PROBLEMS
A) Answer these questions using the article below about Africa's growth outlook:
(i) What growth rate does the World Bank expect for Sub-Saharan Africa in 2015?
(ii) Which two net oil importers are named as seeing modest gains from cheaper energy?
(iii) How often does Africa's Pulse come out?
B) Count how many lines in the entries below contain the string "Give". Case counts. Reply with the number only.

TEXT TO READ
BEGIN
The World Bank says growth in Sub-Saharan Africa is expected to fall in 2015 to four per cent from 4.5 in 2014, owing to the continued fall in oil prices and other commodities.

The growth rate would be below Africa’s peak growth rates of 6.4 per cent in 2002 to 2008.

According to Africa’s Pulse, a twice-yearly world bank analysis of issues shaping Africa’s economic prospects, terms of trade are declining among most countries in the region as a result of the fall in prices of oil and other commodities; a trend which would present headwinds for commodity exporters and gains for importers.

Mr Francisco Ferreira, Chief Economist for Africa and Team Lead for the Africa’s Pulse project, told journalists via a video conference: “We see an average decline in terms-of-trade for Africa of about 18 per cent, that is to say that the price of what Africa imports relative to what it exports will be 18 per cent higher and that’s of course a loss in purchasing power for the region.”

He noted that the trend would have implications for growth and less diversified oil exporting countries such as Angola and the Republic of Congo would stand to lose the more while other commodity exporters like the Democratic Republic of Congo and Mauritania would also suffer from the lower prices of their main traded commodity.

On the other hand, net oil importers like Kenya and Senegal would see modest gains owing to cheaper energy prices.

“The fiscal implications will also be quite serious as it will also impact government budgets. Some of the region’s largest oil exporters derive between 50 and 70 per cent of their fiscal revenues from oil, so decline of more that 50 per cent clearly has implications,” he stated.

He said there would also be implications for the current account balances for oil exporters such as Nigeria, Chad, Angola and Equatorial Guinea, where often oil accounts for as much as 90 per cent and in some cases even more than 90 per cent of total exports.

“Clearly these are challenging times,” he said, noting that while Africa’s growth in the two decades had been driven by good policies and both domestic and foreign investment, it has also benefited from a good external environment with abundant liquidity which provided substantial capital inflows as well as rising commodity prices.
END
EXERCISE MATERIALS
BEGIN
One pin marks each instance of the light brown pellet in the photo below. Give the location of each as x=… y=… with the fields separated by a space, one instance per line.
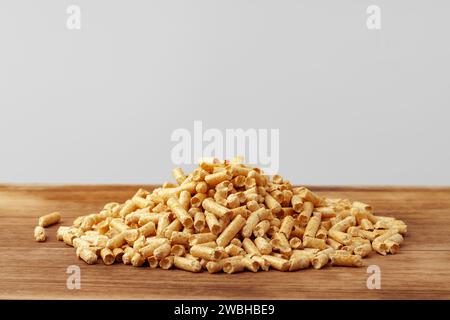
x=39 y=234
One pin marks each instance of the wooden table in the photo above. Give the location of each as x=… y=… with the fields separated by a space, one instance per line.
x=31 y=270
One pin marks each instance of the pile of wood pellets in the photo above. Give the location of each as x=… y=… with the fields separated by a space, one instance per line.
x=227 y=216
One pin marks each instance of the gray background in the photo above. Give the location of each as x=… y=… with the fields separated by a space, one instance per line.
x=98 y=105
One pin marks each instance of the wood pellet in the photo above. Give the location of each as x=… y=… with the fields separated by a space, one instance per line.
x=228 y=217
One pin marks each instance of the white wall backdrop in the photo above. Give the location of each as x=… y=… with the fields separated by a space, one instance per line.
x=99 y=104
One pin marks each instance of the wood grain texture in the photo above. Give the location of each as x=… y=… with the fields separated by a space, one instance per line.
x=31 y=270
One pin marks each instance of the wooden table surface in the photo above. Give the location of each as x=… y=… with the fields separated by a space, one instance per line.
x=31 y=270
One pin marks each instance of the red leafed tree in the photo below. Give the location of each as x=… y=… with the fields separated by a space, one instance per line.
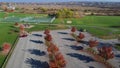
END
EXERCISE RESULTS
A)
(i) Four per cent.
(ii) Kenya and Senegal.
(iii) Twice a year.

B) 9